Stored data entries
-----
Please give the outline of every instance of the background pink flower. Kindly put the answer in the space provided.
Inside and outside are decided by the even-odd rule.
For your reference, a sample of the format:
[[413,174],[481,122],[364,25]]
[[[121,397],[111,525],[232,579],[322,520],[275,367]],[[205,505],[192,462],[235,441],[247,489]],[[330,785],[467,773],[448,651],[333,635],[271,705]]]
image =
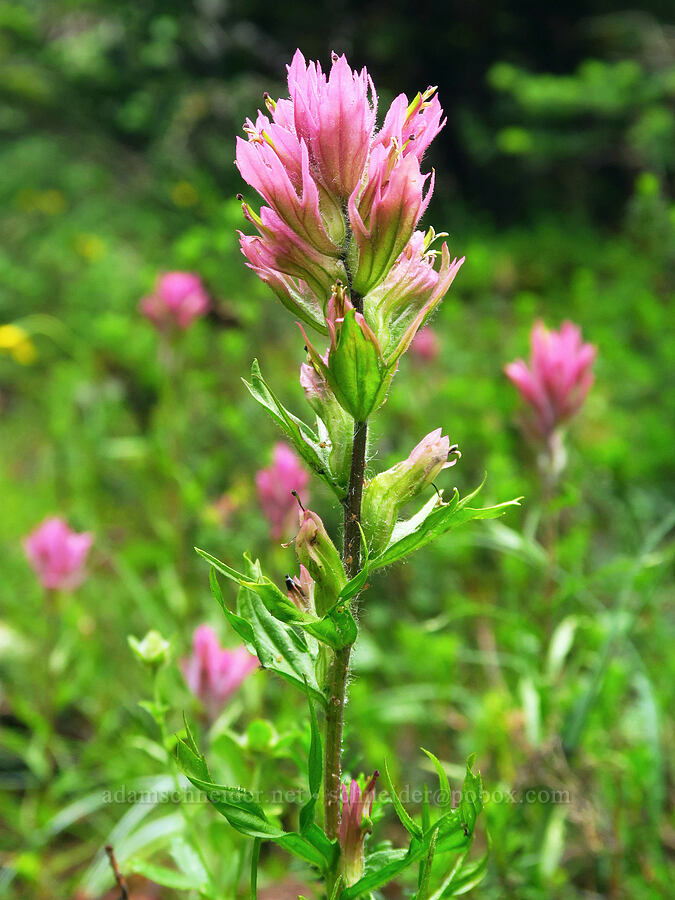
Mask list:
[[192,655],[181,662],[183,677],[195,697],[215,719],[239,685],[258,667],[258,660],[242,644],[225,650],[215,631],[199,625],[192,638]]
[[560,331],[549,331],[543,322],[535,322],[530,343],[529,366],[517,359],[504,371],[530,409],[528,428],[548,438],[586,399],[593,384],[597,348],[583,343],[581,329],[572,322],[563,322]]
[[78,534],[58,517],[45,521],[23,546],[33,571],[49,590],[72,590],[84,579],[84,563],[93,542],[89,532]]
[[441,350],[436,332],[428,325],[417,332],[410,345],[410,352],[421,362],[433,362]]
[[270,523],[270,536],[279,540],[297,524],[298,502],[291,491],[297,491],[303,505],[309,499],[309,473],[291,448],[279,443],[274,447],[272,465],[261,469],[255,481],[260,506]]
[[140,310],[158,328],[188,328],[211,306],[199,275],[166,272],[157,279],[155,291],[140,302]]

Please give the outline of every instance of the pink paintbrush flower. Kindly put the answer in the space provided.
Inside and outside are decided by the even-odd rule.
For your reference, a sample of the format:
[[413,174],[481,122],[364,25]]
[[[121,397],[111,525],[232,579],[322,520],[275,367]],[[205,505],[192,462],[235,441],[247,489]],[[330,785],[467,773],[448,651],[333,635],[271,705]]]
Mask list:
[[529,366],[517,359],[504,371],[529,407],[528,431],[548,440],[583,405],[593,384],[597,348],[583,343],[581,329],[572,322],[563,322],[560,331],[535,322],[530,342]]
[[201,700],[212,721],[242,681],[257,668],[258,660],[243,644],[225,650],[208,625],[195,629],[192,655],[181,662],[187,686]]
[[441,342],[436,332],[427,325],[421,328],[410,344],[411,354],[420,360],[420,362],[433,362],[441,352]]
[[298,501],[292,491],[303,505],[307,503],[309,473],[291,448],[279,443],[274,447],[272,465],[261,469],[255,481],[260,506],[270,523],[270,536],[273,540],[288,536],[298,521]]
[[344,201],[361,180],[375,127],[377,96],[366,69],[352,71],[332,54],[328,76],[320,63],[306,63],[299,50],[288,66],[293,124],[305,143],[316,179]]
[[349,787],[346,784],[342,785],[342,816],[338,840],[340,871],[347,886],[355,884],[363,875],[363,843],[372,828],[370,816],[373,811],[375,783],[379,774],[375,772],[363,790],[355,778],[351,779]]
[[420,163],[445,119],[427,88],[410,103],[397,97],[376,133],[372,80],[337,54],[325,74],[298,50],[288,91],[266,96],[268,114],[237,141],[239,171],[267,204],[256,213],[243,203],[258,235],[241,235],[241,247],[282,302],[325,331],[317,308],[333,285],[365,296],[405,250],[433,190]]
[[23,542],[28,561],[48,590],[68,591],[84,580],[93,536],[72,531],[63,519],[46,519]]
[[157,328],[188,328],[211,306],[199,275],[166,272],[157,279],[155,290],[140,304],[143,315]]

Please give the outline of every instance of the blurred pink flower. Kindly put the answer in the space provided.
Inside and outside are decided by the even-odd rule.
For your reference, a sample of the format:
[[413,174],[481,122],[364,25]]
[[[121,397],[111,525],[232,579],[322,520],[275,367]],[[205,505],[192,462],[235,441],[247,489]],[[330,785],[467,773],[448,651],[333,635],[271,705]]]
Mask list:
-----
What to produce
Bring together all lines of the entries above in which the string "provided" occurs.

Response to the exercise
Please give the outline of every instance of the background pink flower. Kindly put the answer in the space provided.
Please give the outline of every instance of the pink paintbrush flower. Kindly put the answer in the space provided.
Please give the outline of every instance of the blurred pink flower. Kindly put the answer in the space provided.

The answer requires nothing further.